WORK REQUIRED
Retype, without any changes, the lines starting at the one that contains "Each instance gets a single point. Label the overcast" and ending at the one that contains "Each instance gets a single point. Label the distant". Include both of those lines.
# DATA FOR THIS TASK start
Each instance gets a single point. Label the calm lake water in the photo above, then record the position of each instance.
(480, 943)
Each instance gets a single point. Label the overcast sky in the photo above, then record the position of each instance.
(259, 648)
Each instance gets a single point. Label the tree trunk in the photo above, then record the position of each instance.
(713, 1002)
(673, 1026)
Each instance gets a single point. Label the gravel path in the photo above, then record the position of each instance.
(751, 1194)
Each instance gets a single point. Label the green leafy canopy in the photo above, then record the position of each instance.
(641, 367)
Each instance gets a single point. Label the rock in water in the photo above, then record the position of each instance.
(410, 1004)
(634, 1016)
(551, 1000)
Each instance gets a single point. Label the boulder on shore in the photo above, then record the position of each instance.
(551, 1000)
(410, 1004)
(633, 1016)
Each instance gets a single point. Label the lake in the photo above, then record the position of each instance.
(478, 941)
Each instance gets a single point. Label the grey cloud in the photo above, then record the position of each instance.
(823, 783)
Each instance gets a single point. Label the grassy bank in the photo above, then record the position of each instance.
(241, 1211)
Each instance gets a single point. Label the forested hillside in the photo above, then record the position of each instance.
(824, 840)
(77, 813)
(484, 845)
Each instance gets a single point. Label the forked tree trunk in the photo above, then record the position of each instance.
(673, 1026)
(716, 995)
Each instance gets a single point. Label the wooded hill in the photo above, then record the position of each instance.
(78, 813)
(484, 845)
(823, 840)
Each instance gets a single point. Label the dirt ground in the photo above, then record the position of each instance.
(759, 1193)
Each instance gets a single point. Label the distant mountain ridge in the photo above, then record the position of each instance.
# DATA FOR THIS TASK end
# DATA FOR THIS TASK start
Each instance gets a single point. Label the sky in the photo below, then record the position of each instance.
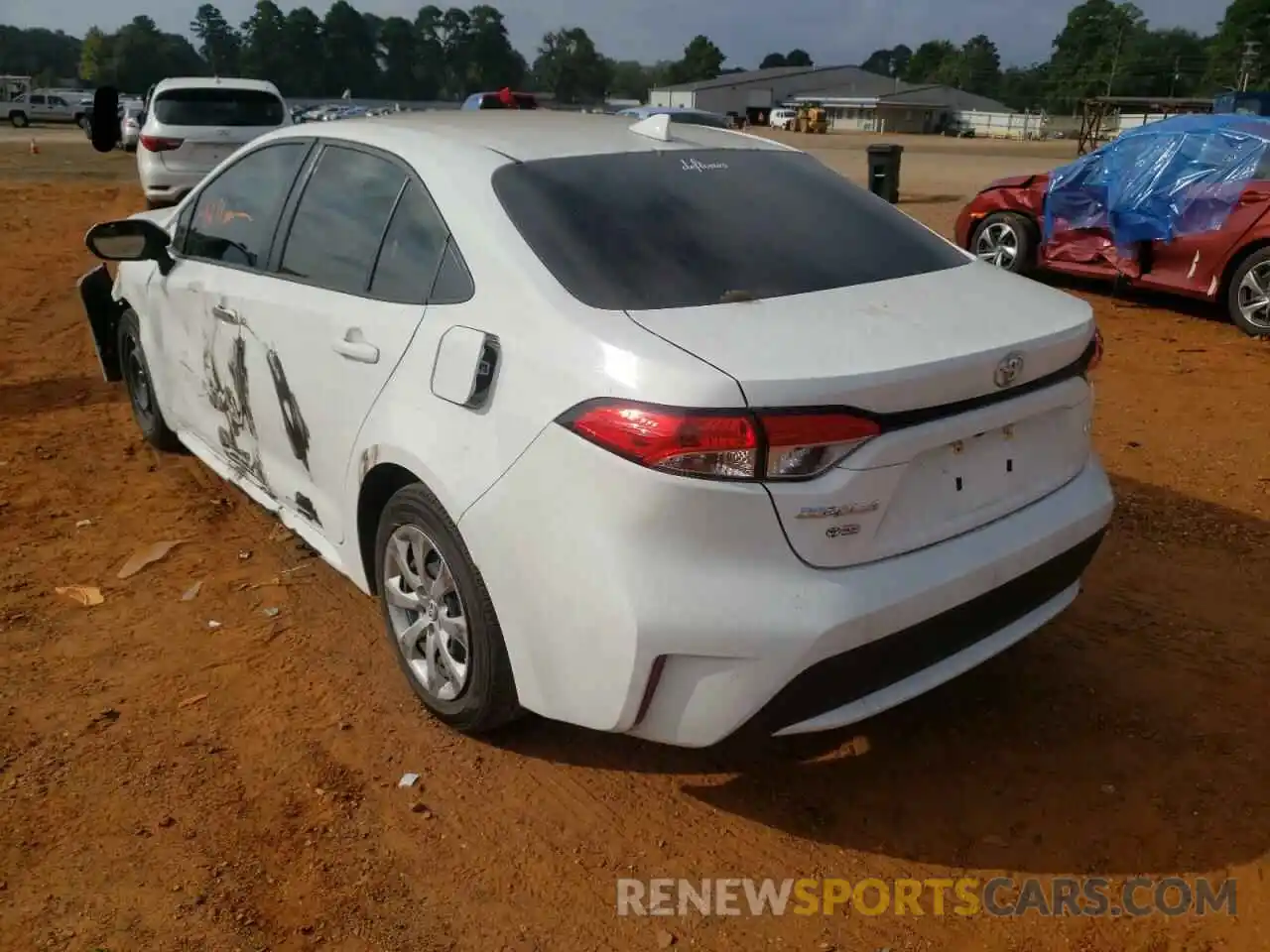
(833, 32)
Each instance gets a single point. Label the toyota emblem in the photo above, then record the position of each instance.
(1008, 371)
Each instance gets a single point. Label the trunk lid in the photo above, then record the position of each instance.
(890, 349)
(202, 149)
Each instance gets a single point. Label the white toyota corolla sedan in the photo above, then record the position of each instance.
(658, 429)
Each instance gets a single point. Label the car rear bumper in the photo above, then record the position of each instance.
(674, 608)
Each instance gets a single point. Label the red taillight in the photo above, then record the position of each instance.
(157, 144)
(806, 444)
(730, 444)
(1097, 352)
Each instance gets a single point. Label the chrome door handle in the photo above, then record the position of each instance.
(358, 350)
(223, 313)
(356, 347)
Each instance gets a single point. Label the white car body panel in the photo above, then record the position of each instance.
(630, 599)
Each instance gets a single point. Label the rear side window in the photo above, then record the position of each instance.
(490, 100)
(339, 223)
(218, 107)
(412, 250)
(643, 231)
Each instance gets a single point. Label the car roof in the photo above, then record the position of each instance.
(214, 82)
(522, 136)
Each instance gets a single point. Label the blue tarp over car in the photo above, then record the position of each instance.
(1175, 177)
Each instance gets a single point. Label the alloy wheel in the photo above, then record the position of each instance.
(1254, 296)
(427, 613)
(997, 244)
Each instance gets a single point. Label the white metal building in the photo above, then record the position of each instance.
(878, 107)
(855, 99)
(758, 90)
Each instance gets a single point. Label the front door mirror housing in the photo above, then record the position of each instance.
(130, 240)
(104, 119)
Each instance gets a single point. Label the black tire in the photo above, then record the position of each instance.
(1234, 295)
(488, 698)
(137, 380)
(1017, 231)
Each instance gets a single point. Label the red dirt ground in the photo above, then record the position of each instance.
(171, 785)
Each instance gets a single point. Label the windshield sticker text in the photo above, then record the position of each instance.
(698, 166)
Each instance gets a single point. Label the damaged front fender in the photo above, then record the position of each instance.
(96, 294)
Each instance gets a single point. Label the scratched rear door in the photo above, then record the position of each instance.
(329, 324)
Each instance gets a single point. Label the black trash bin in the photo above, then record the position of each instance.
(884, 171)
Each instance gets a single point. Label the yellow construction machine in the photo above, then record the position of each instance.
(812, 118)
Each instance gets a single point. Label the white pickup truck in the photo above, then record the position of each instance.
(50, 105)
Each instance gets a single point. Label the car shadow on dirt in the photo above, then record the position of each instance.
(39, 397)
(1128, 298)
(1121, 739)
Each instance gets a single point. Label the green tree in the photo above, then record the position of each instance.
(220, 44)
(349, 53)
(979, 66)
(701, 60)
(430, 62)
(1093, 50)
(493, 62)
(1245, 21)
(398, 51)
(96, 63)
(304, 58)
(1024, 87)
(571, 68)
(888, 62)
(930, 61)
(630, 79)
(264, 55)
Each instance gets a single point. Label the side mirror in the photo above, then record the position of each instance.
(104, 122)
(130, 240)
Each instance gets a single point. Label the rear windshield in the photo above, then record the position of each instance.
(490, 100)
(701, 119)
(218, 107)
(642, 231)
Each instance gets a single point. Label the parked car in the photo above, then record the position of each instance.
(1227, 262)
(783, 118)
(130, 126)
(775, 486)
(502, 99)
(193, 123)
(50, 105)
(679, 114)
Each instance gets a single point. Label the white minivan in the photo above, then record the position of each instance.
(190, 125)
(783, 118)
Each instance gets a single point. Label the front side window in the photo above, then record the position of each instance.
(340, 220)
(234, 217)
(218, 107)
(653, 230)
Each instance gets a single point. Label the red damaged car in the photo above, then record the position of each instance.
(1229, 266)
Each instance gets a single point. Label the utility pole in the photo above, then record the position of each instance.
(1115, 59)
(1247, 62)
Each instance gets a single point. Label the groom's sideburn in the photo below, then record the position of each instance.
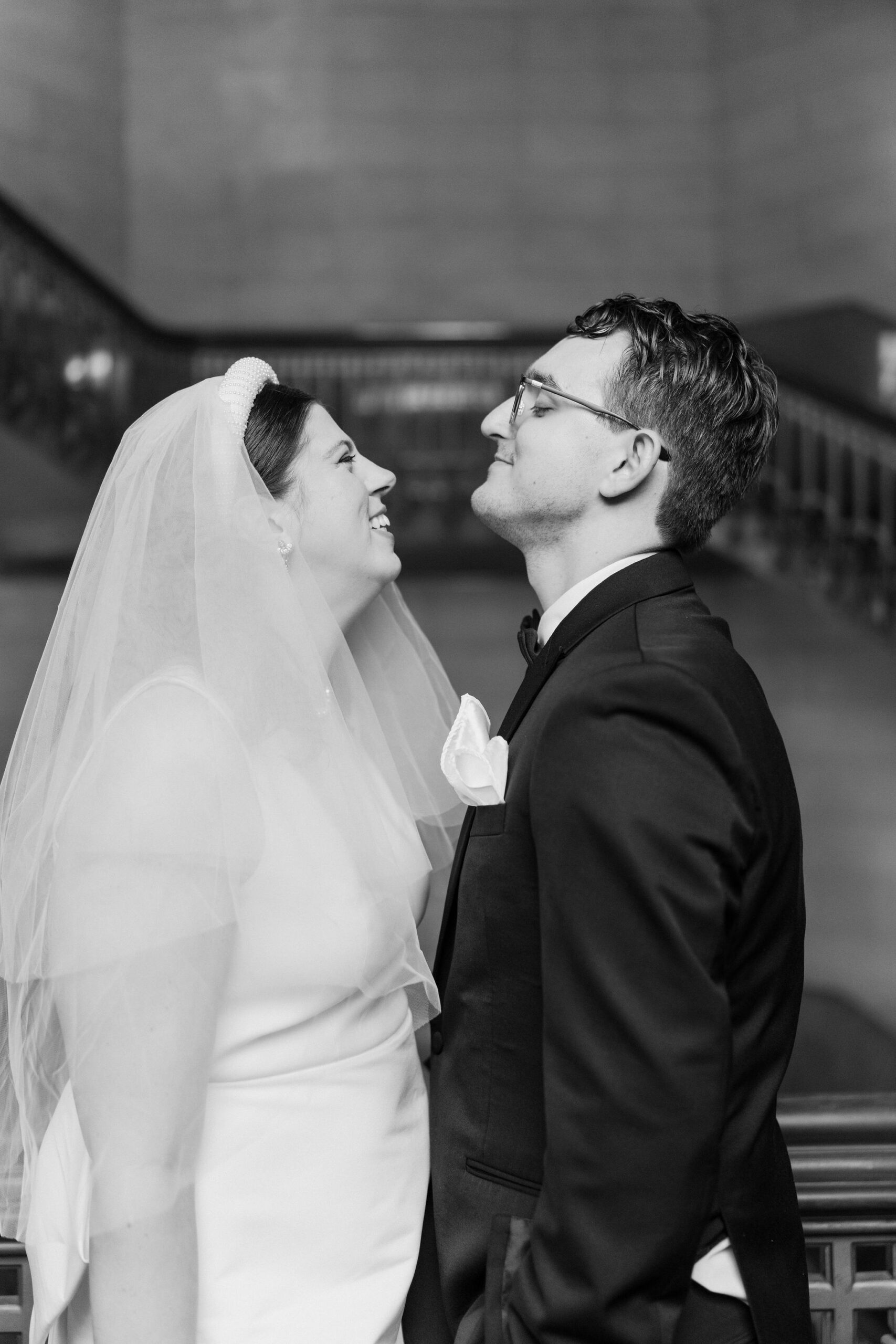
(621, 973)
# DATA FOR THIS TASK end
SOLUTION TO THE PROBLEM
Each instance gets a single point. Label the overcast sky in the photo above, then record the position of each instance.
(259, 648)
Each instance gets a single point. Label the tree trunk in the photo above, then record the position of each instance.
(713, 1002)
(673, 1026)
Each instance gets a single point. Label the gravel path in the photo above, then record the position of each instance.
(751, 1194)
Each instance gets a single point. Label the green leafy canopy in the photo above, then record the position of each instance.
(641, 367)
Each instance gets a single point. Label the rock in water in the photo above, then record the position of each instance.
(410, 1004)
(634, 1016)
(551, 1000)
Each instance gets a single point. Label the boulder on shore in the photo above, then record the position of each instance.
(551, 1000)
(410, 1004)
(633, 1016)
Each instance gets a single point. Label the lake in the photo above, then record the position of each instance.
(478, 941)
Each instance gets a single point. Label the grey cloud in the photo above, then record the position of each instance.
(823, 783)
Each instance gets a single point. Label the grassy bank in the photo above, then record the position of each instance.
(241, 1211)
Each instance gets a single point. Label the forested hillside in the photo above, then record the position of each instance.
(824, 840)
(77, 813)
(484, 845)
Each instance gets a single point. Label the forked tree trunk in the photo above, then record the position of each instance.
(673, 1026)
(716, 995)
Each instance gets a single point. Label the wooded hill in the photo above, then record the position of each instance.
(78, 813)
(484, 845)
(823, 840)
Each instance gets a single point. Label the dirt ground in the photo above, then record the position of each instance.
(759, 1193)
Each instance gets a single point. Label the distant mountain ridge in the photo above, then record the position of each instance.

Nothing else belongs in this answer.